### Directive:
Please read the abstract on symbolic protocol verification below and name the framework with a probabilistic choice operator that the paper considers.

### Passage to read:
────────────────

Journal article
Symbolic protocol verification with dice
- Abstract:
- Symbolic protocol verification generally abstracts probabilities away, considering computations that succeed only with negligible probability, such as guessing random numbers or breaking an encryption scheme, as impossible. This abstraction, sometimes referred to as the perfect cryptography assumption, has shown very useful as it simplifies automation of the analysis. However, probabilities may also appear in the control flow where they are generally not negligible. In this paper we consider a framework for symbolic protocol analysis with a probabilistic choice operator: the probabilistic applied π-calculus. We define and explore the relationships between several behavioral equivalences. In particular we show the need for randomized schedulers and exhibit a counter-example to a result in a previous work that relied on non-randomized ones. As in other frameworks that mix both non-deterministic and probabilistic choices, schedulers may sometimes be unrealistically powerful. We therefore consider two subclasses of processes that avoid this problem. In particular, when considering purely non-deterministic protocols, as is done in classical symbolic verification, we show that a probabilistic adversary has – maybe surprisingly – a strictly superior distinguishing power for may testing, which, when the number of sessions is bounded, we show to coincide with purely possibilistic similarity.

────────────────

Bounding-box lines:
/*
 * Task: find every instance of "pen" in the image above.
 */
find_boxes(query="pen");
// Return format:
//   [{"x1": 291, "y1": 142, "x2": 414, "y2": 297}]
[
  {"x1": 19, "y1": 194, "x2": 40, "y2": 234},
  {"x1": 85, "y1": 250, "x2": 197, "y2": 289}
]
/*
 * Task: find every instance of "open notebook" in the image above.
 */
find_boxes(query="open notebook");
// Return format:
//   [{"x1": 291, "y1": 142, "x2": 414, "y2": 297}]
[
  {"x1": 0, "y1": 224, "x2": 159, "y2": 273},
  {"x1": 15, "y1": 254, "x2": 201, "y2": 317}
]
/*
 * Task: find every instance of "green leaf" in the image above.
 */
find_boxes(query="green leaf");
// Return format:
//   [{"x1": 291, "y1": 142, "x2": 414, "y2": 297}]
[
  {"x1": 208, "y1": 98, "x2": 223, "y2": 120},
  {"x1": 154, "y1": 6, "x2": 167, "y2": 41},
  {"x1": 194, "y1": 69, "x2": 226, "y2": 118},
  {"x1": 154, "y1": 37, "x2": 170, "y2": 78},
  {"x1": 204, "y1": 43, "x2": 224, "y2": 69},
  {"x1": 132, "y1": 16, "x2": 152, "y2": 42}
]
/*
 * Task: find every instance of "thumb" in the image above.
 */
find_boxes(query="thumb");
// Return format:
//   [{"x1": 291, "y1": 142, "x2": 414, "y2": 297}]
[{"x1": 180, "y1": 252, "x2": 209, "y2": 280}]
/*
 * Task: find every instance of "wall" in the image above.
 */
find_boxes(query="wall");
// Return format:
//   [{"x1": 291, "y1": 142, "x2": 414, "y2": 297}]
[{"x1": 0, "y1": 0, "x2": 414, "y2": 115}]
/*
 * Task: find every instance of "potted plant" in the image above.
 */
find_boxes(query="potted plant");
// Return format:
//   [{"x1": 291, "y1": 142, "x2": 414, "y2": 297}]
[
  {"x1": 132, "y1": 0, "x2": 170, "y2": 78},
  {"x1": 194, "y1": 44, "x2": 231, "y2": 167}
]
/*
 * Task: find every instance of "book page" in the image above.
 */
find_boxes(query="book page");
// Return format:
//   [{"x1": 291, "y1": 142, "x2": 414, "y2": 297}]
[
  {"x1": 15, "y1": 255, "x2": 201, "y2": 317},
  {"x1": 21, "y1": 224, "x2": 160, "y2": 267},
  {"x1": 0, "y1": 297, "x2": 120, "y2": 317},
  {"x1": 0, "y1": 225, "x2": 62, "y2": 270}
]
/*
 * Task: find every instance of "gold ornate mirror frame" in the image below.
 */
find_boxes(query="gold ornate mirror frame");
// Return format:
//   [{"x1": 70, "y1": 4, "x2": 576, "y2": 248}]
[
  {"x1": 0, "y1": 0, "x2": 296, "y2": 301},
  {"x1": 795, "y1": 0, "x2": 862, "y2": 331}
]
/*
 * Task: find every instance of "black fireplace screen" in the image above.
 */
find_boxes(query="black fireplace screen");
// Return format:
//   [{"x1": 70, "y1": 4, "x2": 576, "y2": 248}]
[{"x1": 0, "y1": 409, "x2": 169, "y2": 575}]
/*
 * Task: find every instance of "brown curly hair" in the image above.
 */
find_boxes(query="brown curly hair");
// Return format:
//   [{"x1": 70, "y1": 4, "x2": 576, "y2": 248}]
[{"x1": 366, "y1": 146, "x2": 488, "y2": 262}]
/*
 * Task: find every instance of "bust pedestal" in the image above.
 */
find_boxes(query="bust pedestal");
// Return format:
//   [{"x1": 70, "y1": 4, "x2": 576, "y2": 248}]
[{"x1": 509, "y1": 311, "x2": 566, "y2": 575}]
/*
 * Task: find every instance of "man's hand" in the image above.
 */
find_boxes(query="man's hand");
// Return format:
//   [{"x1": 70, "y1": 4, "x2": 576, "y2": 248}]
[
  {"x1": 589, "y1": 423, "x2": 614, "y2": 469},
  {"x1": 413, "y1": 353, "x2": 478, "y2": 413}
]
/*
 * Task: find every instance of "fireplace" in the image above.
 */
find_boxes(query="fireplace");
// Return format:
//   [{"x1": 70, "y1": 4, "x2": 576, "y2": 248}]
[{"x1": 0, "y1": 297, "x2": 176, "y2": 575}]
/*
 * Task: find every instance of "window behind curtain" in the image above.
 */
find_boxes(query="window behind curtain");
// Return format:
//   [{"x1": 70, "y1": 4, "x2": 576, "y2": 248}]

────────────────

### Solution to this problem:
The probabilistic applied π-calculus.